Segment Start: TEXT PASSAGE
A Michigan State University study has come up with a new way of influencing women to be more aware of potential pregnancy. They say providing women with home pregnancy test kits could have a positive effect on the health of potential newly born infants.
It was discovered that women who had such pregnancy test kits at home, on suspecting pregnancy were more likely and more often would take these pregnancy tests as compared to others.
Mary Nettleman, chairperson of the Department of Medicine, College of Human Medicine, says that, “The top reason women do not seek prenatal care is they do not realize they are pregnant. In addition, women who do not realize they are pregnant will not change harmful behaviors such as drinking and smoking, which can lead to developmental problems in newborns.”
This new technique may prove to be helpful for women indulging in unprotected sexual intercourse, to keep a check on potential pregnancy which may in turn lead to better prenatal care.
It is stated that the study participants were low-income women who were indulging in unprotected sex and who were not trying to conceive at the moment. For the purpose of the study, these women were provided with free pregnancy test kits. It was noticed that these women suspected potential pregnancy two times more than the women in the control group. Potential pregnancy suspicion in turn led these women to conduct pregnancy test relatively more often. About 93 percent of the women provided with free kits underwent pregnancy tests as compared to the 64 percent women in the control group.
Segment End: TEXT PASSAGE
Segment Start: GIVEN RECORDS
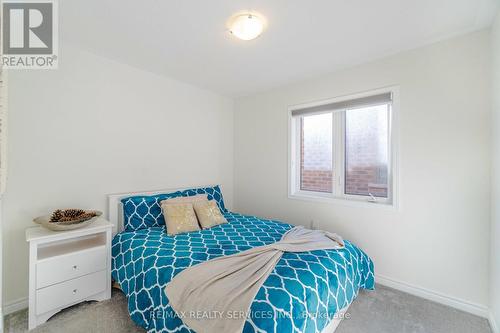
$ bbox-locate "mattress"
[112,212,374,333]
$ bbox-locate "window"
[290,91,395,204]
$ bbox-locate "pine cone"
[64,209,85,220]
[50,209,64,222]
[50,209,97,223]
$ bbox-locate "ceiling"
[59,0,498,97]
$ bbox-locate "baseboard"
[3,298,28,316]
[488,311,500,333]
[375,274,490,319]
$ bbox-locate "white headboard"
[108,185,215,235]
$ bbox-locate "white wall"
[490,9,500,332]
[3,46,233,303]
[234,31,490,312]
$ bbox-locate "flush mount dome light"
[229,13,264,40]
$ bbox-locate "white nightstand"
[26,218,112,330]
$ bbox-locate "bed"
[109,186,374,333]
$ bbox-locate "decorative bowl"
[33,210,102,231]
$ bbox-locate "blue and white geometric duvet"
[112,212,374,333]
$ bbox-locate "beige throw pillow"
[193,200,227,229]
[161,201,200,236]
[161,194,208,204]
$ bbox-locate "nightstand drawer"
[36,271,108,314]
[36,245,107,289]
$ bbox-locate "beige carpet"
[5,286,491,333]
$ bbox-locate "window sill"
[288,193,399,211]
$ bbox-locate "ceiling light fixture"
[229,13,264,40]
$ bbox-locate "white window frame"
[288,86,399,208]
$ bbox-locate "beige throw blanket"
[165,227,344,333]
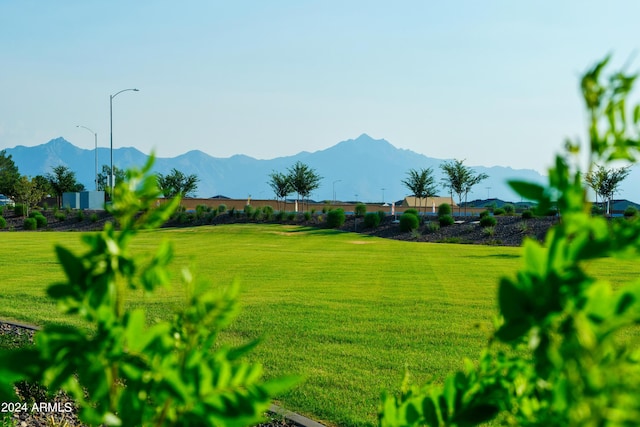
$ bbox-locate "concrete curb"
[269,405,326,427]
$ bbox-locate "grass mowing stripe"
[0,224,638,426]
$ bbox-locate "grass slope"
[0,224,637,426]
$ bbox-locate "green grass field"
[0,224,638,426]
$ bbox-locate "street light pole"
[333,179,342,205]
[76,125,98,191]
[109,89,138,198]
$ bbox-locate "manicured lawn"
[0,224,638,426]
Segment End: GIVEN RECORDS
Segment Start: GIVEN RECORDS
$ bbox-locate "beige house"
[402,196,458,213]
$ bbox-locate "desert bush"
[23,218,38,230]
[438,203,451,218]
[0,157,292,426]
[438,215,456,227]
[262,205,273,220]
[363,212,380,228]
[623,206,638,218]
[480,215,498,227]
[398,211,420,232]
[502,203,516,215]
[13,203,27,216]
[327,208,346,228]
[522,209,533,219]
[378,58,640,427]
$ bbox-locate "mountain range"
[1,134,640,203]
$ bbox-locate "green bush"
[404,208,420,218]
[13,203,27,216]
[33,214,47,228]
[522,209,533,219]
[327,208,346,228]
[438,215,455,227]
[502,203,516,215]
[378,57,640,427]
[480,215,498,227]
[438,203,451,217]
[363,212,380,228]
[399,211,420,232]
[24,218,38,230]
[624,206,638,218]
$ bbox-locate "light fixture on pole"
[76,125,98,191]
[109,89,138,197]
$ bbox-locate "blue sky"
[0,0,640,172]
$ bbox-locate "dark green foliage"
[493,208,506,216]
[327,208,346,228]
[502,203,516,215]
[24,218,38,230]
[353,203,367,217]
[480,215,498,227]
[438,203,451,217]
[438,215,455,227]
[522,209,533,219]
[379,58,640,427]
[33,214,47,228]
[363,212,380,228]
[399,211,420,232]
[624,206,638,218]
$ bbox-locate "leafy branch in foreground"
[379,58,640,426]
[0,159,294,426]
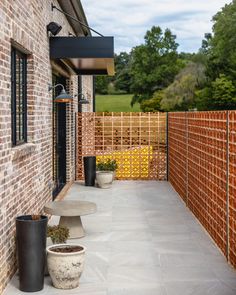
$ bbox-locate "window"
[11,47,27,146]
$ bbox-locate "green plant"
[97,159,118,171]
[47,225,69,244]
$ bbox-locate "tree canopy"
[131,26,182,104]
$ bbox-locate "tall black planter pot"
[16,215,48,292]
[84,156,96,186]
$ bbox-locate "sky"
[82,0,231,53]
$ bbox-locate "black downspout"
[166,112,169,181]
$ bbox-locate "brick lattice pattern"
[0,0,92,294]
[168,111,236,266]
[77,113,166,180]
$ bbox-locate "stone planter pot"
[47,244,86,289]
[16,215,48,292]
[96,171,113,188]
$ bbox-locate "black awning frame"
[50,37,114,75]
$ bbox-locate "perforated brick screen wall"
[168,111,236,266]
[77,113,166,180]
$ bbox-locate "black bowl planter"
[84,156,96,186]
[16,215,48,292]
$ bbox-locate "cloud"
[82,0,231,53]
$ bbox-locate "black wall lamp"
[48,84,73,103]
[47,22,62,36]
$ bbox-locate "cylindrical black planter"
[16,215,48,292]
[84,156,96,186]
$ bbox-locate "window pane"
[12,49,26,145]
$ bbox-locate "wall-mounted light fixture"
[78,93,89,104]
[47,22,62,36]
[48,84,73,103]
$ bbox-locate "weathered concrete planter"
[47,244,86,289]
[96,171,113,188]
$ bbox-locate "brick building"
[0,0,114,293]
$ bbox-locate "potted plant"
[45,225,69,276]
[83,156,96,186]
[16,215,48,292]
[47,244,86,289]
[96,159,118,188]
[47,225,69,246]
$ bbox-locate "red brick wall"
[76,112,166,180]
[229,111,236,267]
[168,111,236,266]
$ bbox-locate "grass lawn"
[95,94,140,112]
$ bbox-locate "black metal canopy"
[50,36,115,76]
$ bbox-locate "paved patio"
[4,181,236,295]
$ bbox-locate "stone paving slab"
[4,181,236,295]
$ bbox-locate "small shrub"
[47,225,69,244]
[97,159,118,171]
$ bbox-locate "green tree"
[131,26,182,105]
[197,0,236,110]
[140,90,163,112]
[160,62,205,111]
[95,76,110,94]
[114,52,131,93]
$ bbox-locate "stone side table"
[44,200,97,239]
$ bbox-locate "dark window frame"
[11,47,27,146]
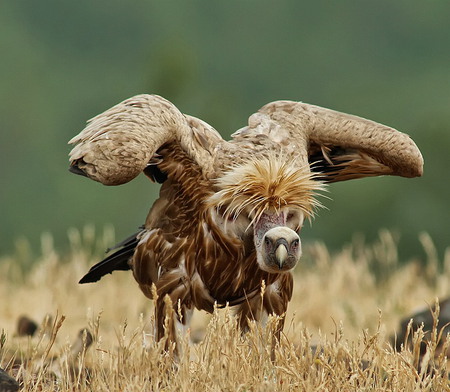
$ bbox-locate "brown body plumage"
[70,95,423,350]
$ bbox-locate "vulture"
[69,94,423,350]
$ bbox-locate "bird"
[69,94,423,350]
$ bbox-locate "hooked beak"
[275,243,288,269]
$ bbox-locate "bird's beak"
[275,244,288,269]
Segment End: GIVEN RECORDS
**TASK SET**
(1) Answer these questions from the text on home pregnancy test kits:
(a) What position does Mary Nettleman hold?
(b) What percentage of the women given free kits took pregnancy tests, and what percentage of the control group did?
(c) Which harmful behaviors does Nettleman name?
(2) Extend the text on home pregnancy test kits, starting after its final sentence.
The lines are separate material, unrelated to the text on home pregnancy test kits.

**ANSWERS IN ORDER**
(1)
(a) She is chairperson of the Department of Medicine, College of Human Medicine.
(b) About 93 percent of the women given free kits took pregnancy tests, compared with 64 percent of the control group.
(c) Drinking and smoking.

(2)
The study investigators also state that pregnancy knowledge brought about a significant behavioral change in these women. Knowledge of pregnancy prompted some women to immediately put a stop to or reduce smoking, alcohol consumption and various other acts that may prove to be harmful to the soon-to-be-born infant.
The investigators say that some women don’t realize that they are pregnant in the first few weeks of pregnancy, which could unknowingly harm the health of the unborn infant. Since it is in those initial weeks that heart and brain development takes place in the infant. Thus, early pregnancy knowledge could prompt expecting mothers to take better prenatal care, which could in turn avoid the occurrence of any infant health complications.
Their findings are published in the American Journal of Preventive Medicine journal.